Referring expression pointing data
......

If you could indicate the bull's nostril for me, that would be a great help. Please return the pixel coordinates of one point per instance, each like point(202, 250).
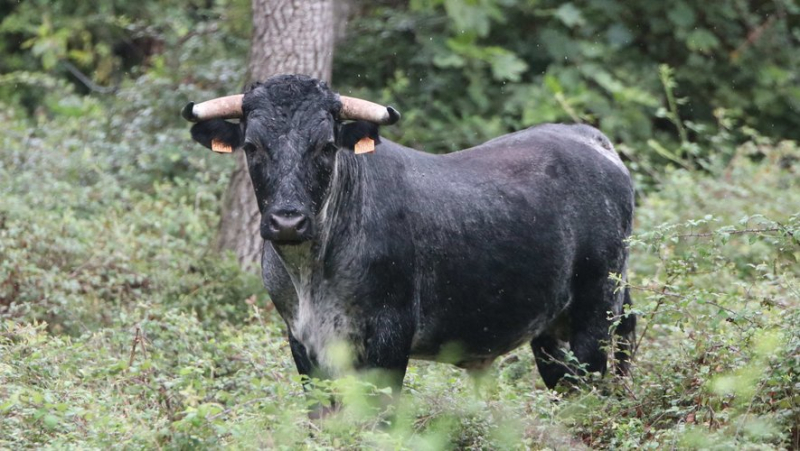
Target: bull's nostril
point(274, 223)
point(301, 224)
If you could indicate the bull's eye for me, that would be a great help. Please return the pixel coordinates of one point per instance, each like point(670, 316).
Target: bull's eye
point(249, 147)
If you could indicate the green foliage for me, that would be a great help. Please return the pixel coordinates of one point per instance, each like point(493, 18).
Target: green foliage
point(463, 72)
point(118, 327)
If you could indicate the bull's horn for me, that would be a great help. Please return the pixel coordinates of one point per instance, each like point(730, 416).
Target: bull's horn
point(355, 109)
point(229, 107)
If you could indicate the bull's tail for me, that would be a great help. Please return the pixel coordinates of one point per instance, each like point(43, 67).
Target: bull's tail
point(626, 336)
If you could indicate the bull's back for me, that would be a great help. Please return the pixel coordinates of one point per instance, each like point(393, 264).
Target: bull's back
point(496, 231)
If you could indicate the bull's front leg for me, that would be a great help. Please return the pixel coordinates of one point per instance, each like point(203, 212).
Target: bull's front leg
point(387, 347)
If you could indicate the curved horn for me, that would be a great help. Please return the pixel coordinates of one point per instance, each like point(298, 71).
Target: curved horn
point(229, 107)
point(355, 109)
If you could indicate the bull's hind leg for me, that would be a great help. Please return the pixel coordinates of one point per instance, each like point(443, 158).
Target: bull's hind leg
point(595, 300)
point(626, 339)
point(550, 359)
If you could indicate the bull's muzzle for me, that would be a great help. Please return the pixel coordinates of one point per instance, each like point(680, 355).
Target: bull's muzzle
point(286, 227)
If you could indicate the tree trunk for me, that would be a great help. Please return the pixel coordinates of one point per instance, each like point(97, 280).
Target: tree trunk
point(289, 37)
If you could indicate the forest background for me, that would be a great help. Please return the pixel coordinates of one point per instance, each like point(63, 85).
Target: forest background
point(121, 326)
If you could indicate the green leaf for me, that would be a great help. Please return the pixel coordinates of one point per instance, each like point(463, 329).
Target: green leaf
point(570, 15)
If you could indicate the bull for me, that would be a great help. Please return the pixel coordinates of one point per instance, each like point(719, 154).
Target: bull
point(401, 254)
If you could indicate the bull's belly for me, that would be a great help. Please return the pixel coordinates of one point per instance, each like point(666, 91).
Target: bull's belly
point(475, 344)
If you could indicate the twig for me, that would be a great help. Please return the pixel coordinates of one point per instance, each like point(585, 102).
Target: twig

......

REQUIRED WORK. Would you state how many lines of the data above hold the string "twig"? Reply with the number alone.

EXERCISE SOLUTION. 2